● **DATASET EXCERPTS**:
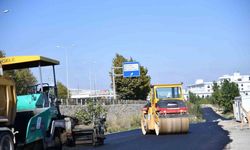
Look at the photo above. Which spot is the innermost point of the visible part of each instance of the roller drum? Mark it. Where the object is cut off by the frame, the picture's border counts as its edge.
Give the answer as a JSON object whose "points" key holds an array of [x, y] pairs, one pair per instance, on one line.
{"points": [[172, 125]]}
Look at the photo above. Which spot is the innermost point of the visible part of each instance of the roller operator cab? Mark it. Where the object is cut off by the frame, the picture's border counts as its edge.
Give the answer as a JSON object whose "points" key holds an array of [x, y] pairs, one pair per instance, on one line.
{"points": [[166, 112]]}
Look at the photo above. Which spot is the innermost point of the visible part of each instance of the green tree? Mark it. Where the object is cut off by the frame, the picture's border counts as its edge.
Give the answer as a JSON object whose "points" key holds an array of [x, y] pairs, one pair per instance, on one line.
{"points": [[131, 88], [62, 90], [2, 53], [216, 95], [229, 90], [193, 98]]}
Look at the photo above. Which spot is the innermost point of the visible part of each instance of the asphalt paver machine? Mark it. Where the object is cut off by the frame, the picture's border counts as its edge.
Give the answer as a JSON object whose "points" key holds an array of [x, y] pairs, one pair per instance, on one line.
{"points": [[33, 120]]}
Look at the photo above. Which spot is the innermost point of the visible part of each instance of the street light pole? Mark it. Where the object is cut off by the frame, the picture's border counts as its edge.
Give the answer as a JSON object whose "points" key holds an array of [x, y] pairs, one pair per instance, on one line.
{"points": [[67, 71], [67, 76], [113, 77]]}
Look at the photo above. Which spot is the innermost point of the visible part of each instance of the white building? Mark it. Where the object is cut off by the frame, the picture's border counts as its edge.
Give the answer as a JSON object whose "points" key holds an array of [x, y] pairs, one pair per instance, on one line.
{"points": [[243, 82], [205, 89], [200, 88]]}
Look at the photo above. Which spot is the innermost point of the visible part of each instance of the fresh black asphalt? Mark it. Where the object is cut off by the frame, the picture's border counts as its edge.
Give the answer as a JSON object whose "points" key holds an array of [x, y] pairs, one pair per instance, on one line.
{"points": [[202, 136]]}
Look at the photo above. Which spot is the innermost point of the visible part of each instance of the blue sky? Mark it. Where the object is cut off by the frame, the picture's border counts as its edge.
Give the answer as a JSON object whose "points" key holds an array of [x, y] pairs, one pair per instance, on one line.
{"points": [[178, 41]]}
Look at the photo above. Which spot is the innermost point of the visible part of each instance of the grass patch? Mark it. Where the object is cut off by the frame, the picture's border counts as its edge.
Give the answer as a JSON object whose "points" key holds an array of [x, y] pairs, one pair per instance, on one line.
{"points": [[194, 110], [123, 124]]}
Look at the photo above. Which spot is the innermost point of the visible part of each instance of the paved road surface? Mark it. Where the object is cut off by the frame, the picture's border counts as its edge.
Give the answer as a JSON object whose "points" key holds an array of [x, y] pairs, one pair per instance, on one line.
{"points": [[202, 136]]}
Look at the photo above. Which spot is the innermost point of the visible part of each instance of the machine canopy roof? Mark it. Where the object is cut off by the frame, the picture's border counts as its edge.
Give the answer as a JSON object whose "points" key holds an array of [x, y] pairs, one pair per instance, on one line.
{"points": [[21, 62]]}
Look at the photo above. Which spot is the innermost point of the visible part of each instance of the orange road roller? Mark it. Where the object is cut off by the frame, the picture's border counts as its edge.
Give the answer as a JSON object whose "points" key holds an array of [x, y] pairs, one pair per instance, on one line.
{"points": [[166, 112]]}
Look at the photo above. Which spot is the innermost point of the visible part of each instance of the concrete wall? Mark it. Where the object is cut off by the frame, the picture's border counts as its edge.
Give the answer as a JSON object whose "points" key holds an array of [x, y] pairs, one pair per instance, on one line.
{"points": [[114, 111]]}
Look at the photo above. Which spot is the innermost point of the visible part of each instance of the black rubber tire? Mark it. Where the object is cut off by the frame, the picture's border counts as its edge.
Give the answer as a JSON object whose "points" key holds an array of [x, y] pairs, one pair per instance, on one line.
{"points": [[6, 141]]}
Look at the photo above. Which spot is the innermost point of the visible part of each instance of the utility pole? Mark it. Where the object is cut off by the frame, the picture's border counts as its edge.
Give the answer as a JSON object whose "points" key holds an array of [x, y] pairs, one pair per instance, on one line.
{"points": [[113, 78]]}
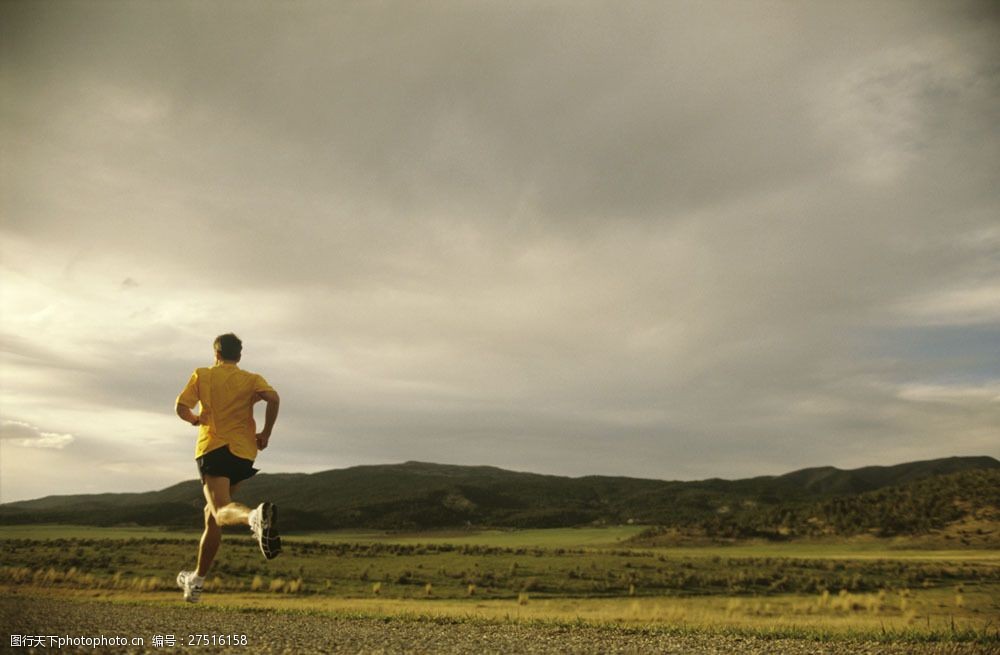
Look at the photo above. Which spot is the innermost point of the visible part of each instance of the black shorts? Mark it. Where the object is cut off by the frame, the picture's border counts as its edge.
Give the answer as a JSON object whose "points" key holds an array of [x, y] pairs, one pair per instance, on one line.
{"points": [[222, 463]]}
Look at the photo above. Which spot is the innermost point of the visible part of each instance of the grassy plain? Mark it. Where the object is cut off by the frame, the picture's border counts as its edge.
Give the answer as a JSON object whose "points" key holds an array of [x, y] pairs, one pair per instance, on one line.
{"points": [[566, 575]]}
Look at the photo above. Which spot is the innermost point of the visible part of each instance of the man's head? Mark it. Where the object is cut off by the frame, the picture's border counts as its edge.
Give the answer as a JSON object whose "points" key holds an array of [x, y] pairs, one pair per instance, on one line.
{"points": [[228, 347]]}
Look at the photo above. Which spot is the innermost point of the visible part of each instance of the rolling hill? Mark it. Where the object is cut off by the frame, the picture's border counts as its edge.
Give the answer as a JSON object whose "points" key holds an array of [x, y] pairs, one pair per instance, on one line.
{"points": [[417, 495]]}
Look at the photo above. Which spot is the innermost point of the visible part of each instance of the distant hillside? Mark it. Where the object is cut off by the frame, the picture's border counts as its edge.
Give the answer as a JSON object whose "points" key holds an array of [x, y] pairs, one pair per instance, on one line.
{"points": [[415, 496]]}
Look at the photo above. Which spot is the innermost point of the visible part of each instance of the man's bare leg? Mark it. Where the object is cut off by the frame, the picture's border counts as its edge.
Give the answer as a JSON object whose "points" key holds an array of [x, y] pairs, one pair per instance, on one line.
{"points": [[220, 510]]}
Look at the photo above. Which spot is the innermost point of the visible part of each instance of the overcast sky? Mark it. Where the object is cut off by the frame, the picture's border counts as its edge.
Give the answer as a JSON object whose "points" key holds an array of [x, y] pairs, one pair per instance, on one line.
{"points": [[668, 239]]}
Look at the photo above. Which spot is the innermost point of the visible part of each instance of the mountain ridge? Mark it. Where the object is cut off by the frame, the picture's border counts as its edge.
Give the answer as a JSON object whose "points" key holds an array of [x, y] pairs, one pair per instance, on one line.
{"points": [[421, 495]]}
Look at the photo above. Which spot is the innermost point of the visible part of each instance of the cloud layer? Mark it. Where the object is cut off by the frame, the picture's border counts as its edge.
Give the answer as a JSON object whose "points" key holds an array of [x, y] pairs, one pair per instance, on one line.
{"points": [[661, 240]]}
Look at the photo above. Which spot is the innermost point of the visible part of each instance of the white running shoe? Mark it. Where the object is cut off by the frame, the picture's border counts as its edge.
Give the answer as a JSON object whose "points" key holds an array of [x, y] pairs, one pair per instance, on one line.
{"points": [[192, 589], [264, 524]]}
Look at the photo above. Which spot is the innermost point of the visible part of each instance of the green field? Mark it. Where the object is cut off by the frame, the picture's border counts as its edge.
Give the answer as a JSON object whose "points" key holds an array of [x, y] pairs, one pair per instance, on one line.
{"points": [[563, 575]]}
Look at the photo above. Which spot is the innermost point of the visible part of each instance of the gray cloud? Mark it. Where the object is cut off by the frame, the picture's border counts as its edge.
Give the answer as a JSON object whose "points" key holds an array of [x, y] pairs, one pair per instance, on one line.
{"points": [[668, 240], [30, 436]]}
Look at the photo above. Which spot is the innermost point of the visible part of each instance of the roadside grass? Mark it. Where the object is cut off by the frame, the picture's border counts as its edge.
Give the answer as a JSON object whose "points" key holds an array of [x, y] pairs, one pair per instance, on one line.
{"points": [[819, 590], [593, 537], [712, 616]]}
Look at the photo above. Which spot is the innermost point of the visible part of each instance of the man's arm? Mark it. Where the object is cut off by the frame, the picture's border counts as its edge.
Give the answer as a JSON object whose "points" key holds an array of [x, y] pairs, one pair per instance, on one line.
{"points": [[270, 416], [186, 414]]}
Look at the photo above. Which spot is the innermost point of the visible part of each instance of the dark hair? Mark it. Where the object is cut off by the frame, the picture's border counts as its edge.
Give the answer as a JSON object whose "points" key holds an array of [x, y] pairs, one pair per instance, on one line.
{"points": [[229, 347]]}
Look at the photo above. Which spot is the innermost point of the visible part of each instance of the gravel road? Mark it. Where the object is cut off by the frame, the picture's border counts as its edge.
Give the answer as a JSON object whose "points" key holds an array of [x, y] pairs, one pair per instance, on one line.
{"points": [[287, 632]]}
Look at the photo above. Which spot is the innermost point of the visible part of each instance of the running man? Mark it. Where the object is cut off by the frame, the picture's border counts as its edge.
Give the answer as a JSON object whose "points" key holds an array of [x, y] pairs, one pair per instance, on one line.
{"points": [[228, 442]]}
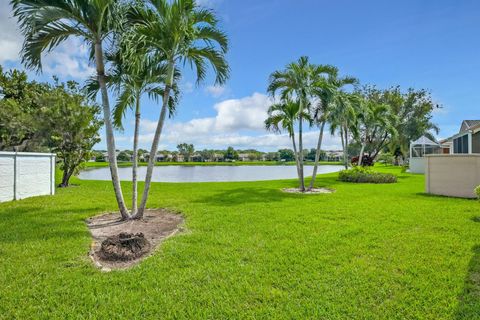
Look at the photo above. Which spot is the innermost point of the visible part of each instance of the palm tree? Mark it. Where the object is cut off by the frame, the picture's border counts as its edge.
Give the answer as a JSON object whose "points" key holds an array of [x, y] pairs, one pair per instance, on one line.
{"points": [[284, 116], [47, 23], [373, 118], [296, 81], [131, 81], [343, 117], [325, 90], [181, 33]]}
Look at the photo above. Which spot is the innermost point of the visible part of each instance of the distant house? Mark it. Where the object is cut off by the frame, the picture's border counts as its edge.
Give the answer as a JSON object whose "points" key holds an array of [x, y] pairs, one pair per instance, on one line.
{"points": [[218, 157], [334, 155], [141, 157], [105, 155], [163, 157], [467, 140], [196, 157], [243, 156]]}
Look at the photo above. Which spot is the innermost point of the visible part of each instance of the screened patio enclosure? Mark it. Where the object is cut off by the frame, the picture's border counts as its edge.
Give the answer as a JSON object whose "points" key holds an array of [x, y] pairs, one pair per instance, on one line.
{"points": [[419, 149], [423, 146]]}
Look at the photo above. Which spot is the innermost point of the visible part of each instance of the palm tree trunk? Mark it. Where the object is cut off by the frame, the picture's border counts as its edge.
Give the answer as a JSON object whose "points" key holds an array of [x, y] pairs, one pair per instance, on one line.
{"points": [[153, 152], [300, 153], [360, 157], [343, 147], [112, 158], [296, 155], [135, 157], [317, 156], [345, 153]]}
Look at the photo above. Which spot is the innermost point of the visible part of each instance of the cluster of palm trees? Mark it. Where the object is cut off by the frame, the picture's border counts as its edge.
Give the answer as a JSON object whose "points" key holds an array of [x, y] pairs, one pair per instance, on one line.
{"points": [[139, 48], [312, 94]]}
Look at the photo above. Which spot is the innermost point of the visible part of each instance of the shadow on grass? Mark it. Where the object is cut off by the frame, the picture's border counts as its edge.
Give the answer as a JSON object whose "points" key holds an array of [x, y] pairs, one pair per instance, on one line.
{"points": [[31, 224], [439, 196], [469, 300]]}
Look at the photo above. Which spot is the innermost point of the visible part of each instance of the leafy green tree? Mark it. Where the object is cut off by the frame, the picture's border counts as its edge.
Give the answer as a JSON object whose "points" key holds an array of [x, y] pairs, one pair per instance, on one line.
{"points": [[46, 24], [186, 150], [207, 155], [131, 81], [299, 81], [295, 82], [343, 118], [123, 156], [19, 108], [182, 33], [414, 111], [70, 127], [374, 119], [286, 154], [325, 89], [282, 117]]}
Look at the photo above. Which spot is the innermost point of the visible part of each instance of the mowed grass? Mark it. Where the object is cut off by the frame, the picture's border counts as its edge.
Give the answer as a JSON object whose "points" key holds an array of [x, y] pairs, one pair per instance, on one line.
{"points": [[221, 163], [251, 252]]}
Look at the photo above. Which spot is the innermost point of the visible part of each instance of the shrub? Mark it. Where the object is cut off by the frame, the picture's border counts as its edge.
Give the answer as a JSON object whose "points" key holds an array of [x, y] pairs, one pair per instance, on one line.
{"points": [[477, 191], [366, 175], [366, 161]]}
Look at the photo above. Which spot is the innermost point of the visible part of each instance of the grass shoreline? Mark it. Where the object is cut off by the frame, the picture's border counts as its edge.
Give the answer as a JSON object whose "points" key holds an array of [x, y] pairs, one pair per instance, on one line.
{"points": [[223, 163], [251, 251]]}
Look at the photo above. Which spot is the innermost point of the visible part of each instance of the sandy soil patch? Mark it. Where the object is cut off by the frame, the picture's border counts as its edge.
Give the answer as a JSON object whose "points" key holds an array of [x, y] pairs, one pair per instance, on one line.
{"points": [[156, 226], [311, 191]]}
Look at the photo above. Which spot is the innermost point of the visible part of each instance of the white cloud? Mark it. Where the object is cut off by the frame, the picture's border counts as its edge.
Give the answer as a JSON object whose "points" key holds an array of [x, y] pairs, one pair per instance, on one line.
{"points": [[11, 39], [238, 123], [187, 87], [147, 126], [216, 91], [69, 59], [209, 3]]}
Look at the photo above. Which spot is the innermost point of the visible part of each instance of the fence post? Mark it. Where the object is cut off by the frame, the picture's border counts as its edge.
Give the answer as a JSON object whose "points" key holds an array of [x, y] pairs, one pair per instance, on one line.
{"points": [[52, 175], [15, 176]]}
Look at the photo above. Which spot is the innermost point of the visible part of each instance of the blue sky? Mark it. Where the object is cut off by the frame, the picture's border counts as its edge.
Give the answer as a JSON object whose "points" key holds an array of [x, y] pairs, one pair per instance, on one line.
{"points": [[421, 44]]}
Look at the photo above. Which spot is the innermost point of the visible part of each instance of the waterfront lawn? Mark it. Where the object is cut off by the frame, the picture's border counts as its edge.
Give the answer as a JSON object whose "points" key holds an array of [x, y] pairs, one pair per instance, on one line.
{"points": [[223, 163], [251, 251]]}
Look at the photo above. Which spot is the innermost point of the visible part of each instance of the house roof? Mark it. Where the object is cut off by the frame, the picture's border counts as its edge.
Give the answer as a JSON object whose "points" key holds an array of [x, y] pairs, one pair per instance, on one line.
{"points": [[425, 141]]}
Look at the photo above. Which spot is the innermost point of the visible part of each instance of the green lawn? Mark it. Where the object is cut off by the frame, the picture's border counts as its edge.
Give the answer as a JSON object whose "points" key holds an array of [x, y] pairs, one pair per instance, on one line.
{"points": [[251, 252], [224, 163]]}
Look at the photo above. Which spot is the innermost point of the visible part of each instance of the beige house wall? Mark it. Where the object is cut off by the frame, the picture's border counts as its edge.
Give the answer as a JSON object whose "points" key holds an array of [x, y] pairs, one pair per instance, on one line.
{"points": [[454, 175]]}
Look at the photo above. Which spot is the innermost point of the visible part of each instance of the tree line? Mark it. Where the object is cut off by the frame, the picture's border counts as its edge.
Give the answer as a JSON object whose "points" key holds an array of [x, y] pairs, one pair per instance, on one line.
{"points": [[139, 49], [56, 117], [376, 120]]}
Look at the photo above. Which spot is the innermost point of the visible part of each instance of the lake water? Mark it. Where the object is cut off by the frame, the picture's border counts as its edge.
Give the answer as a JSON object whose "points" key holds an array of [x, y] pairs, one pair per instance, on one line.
{"points": [[208, 173]]}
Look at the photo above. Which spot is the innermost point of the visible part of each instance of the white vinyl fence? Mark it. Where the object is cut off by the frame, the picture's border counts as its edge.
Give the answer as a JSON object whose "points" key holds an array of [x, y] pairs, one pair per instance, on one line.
{"points": [[25, 174]]}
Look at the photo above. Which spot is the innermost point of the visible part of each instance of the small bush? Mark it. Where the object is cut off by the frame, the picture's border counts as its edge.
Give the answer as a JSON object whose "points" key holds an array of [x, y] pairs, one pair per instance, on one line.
{"points": [[366, 175], [477, 191]]}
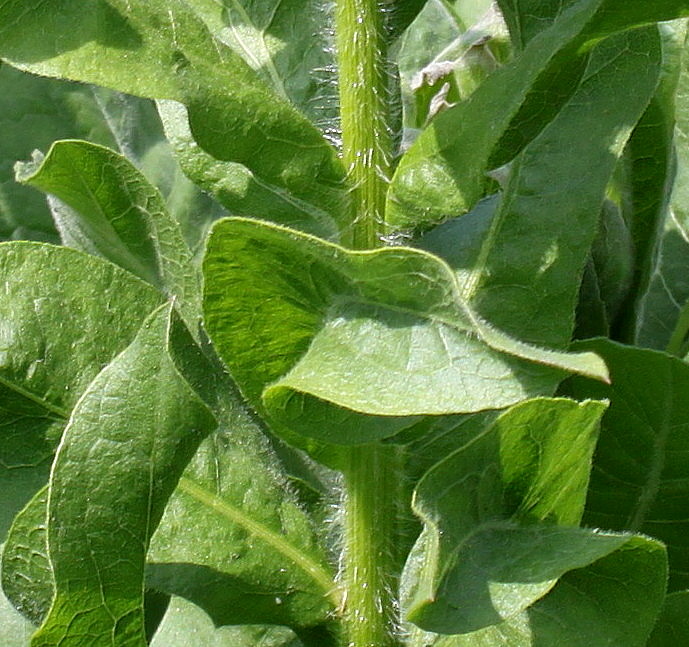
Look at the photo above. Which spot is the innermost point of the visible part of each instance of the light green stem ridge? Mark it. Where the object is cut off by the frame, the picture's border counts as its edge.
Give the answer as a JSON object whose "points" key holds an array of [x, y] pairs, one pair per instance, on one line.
{"points": [[366, 138], [278, 542], [372, 484]]}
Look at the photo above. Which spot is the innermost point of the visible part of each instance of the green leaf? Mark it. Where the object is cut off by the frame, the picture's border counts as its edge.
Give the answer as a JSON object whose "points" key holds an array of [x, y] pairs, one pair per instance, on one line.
{"points": [[234, 541], [58, 332], [97, 517], [639, 479], [442, 59], [239, 189], [33, 113], [27, 577], [673, 626], [304, 325], [115, 213], [527, 18], [526, 278], [489, 504], [615, 601], [164, 50], [443, 174], [661, 227], [184, 619]]}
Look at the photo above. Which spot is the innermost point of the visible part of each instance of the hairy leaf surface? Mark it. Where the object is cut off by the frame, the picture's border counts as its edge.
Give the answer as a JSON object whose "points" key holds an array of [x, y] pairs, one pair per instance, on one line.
{"points": [[499, 516], [164, 50], [96, 517], [118, 215], [640, 478]]}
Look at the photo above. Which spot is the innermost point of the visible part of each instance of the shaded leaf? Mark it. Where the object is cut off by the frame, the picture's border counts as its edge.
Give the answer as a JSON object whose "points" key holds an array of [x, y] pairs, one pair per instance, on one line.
{"points": [[673, 625], [58, 332], [443, 174], [614, 601], [119, 216], [381, 332], [164, 50], [487, 506], [102, 516]]}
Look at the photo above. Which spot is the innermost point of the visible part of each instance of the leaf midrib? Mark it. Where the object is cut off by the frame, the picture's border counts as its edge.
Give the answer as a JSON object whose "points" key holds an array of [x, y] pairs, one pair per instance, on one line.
{"points": [[309, 566]]}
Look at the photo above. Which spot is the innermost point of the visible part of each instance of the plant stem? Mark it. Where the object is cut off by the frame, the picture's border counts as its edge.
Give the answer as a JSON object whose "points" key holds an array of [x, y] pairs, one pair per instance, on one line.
{"points": [[371, 475], [370, 564], [366, 138]]}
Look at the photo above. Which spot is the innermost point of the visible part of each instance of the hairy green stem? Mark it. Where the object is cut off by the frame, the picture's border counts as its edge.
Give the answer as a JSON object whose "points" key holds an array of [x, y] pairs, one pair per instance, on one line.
{"points": [[366, 138]]}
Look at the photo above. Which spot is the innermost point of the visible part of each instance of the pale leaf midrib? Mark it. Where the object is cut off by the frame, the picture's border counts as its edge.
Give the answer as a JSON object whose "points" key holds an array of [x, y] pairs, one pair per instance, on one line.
{"points": [[314, 570]]}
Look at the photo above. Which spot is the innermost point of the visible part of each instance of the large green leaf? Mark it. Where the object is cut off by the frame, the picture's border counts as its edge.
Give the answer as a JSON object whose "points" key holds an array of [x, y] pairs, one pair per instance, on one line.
{"points": [[141, 419], [526, 276], [486, 507], [234, 540], [239, 189], [661, 233], [163, 49], [115, 213], [640, 480], [233, 537], [673, 625], [443, 174], [33, 113], [315, 333], [58, 332]]}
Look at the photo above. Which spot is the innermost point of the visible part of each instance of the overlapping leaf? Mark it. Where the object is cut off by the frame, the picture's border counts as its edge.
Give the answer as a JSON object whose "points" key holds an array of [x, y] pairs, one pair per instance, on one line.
{"points": [[526, 271], [499, 533], [58, 331], [164, 50], [115, 213], [384, 333], [662, 227], [640, 479], [443, 174], [104, 516]]}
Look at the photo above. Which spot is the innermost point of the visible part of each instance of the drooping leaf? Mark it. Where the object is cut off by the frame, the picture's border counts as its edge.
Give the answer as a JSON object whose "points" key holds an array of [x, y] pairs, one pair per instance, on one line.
{"points": [[661, 227], [526, 277], [164, 50], [640, 479], [313, 332], [614, 601], [527, 18], [64, 316], [443, 174], [487, 506], [33, 113], [672, 628], [185, 619], [96, 517], [234, 541], [241, 191], [115, 213]]}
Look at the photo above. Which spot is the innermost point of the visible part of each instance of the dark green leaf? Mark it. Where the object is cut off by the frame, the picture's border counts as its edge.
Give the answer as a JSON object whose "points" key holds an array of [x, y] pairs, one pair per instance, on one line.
{"points": [[487, 506], [162, 49], [673, 626]]}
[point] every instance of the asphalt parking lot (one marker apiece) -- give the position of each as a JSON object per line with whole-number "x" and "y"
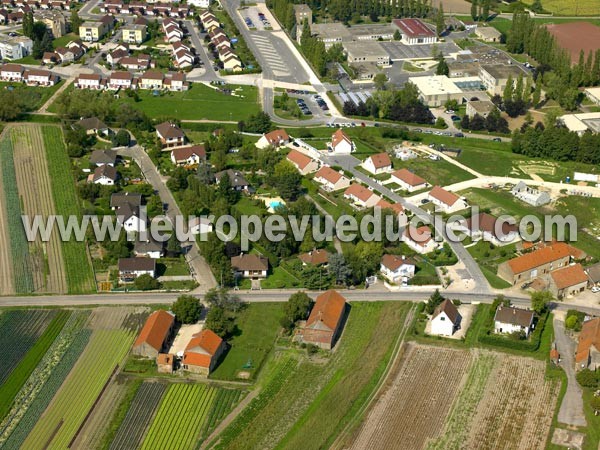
{"x": 398, "y": 51}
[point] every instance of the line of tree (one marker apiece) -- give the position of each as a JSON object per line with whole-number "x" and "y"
{"x": 401, "y": 105}
{"x": 558, "y": 143}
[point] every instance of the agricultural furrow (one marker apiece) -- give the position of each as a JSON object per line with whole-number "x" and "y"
{"x": 33, "y": 180}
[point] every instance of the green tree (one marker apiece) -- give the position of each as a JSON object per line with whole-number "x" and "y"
{"x": 146, "y": 282}
{"x": 540, "y": 300}
{"x": 295, "y": 309}
{"x": 187, "y": 309}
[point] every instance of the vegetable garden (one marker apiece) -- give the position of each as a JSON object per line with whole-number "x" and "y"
{"x": 180, "y": 417}
{"x": 80, "y": 278}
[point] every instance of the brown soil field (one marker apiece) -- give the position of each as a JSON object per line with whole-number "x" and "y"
{"x": 35, "y": 190}
{"x": 412, "y": 409}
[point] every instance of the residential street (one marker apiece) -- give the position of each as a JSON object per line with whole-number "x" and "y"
{"x": 199, "y": 268}
{"x": 571, "y": 408}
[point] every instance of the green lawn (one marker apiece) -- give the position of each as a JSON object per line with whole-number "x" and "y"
{"x": 257, "y": 327}
{"x": 200, "y": 102}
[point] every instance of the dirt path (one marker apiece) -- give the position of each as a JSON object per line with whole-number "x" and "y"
{"x": 33, "y": 180}
{"x": 6, "y": 275}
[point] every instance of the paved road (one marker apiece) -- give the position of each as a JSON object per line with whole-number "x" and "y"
{"x": 350, "y": 162}
{"x": 200, "y": 269}
{"x": 571, "y": 408}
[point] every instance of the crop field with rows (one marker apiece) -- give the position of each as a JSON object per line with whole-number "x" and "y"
{"x": 180, "y": 417}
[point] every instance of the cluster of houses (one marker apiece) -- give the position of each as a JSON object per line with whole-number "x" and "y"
{"x": 138, "y": 8}
{"x": 31, "y": 77}
{"x": 64, "y": 55}
{"x": 221, "y": 43}
{"x": 201, "y": 354}
{"x": 149, "y": 80}
{"x": 182, "y": 54}
{"x": 547, "y": 266}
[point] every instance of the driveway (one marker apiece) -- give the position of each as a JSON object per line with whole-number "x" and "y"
{"x": 198, "y": 266}
{"x": 571, "y": 409}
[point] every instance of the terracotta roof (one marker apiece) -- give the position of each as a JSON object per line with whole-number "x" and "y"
{"x": 538, "y": 258}
{"x": 447, "y": 307}
{"x": 169, "y": 130}
{"x": 393, "y": 262}
{"x": 131, "y": 264}
{"x": 196, "y": 359}
{"x": 338, "y": 137}
{"x": 299, "y": 159}
{"x": 569, "y": 276}
{"x": 514, "y": 316}
{"x": 249, "y": 262}
{"x": 327, "y": 311}
{"x": 156, "y": 329}
{"x": 277, "y": 136}
{"x": 589, "y": 336}
{"x": 381, "y": 160}
{"x": 359, "y": 191}
{"x": 396, "y": 207}
{"x": 420, "y": 236}
{"x": 316, "y": 257}
{"x": 207, "y": 341}
{"x": 408, "y": 177}
{"x": 487, "y": 223}
{"x": 444, "y": 196}
{"x": 327, "y": 173}
{"x": 183, "y": 153}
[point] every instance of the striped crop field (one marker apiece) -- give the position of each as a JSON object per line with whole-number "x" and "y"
{"x": 180, "y": 417}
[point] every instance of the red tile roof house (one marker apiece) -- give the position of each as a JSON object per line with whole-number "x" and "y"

● **PROBLEM TO SOLVE**:
Keep only the lines from the one containing "[point] every instance of the terracotta" to the end of the entries, and repeat them exactly.

● **ANSWER TO THE PROBLEM**:
[point] every instance of the terracotta roof (one marker apiece) -- give the position of each as a JSON object per line with whole-number "x" and "y"
{"x": 538, "y": 258}
{"x": 447, "y": 307}
{"x": 169, "y": 130}
{"x": 393, "y": 262}
{"x": 131, "y": 264}
{"x": 196, "y": 359}
{"x": 338, "y": 137}
{"x": 299, "y": 159}
{"x": 569, "y": 276}
{"x": 514, "y": 316}
{"x": 249, "y": 262}
{"x": 327, "y": 311}
{"x": 156, "y": 329}
{"x": 277, "y": 136}
{"x": 589, "y": 336}
{"x": 381, "y": 160}
{"x": 359, "y": 191}
{"x": 396, "y": 207}
{"x": 420, "y": 236}
{"x": 316, "y": 257}
{"x": 207, "y": 341}
{"x": 408, "y": 177}
{"x": 487, "y": 223}
{"x": 444, "y": 196}
{"x": 327, "y": 173}
{"x": 183, "y": 153}
[point] every instance of the striped crop field (one marker apiece) -- give the position of each as a JSON object per line with whole-number "x" and "y"
{"x": 180, "y": 417}
[point] every instance of the red tile roof house (one marker apiece) -- give the position of each as a JSON object per line with whole-number "x" and "y"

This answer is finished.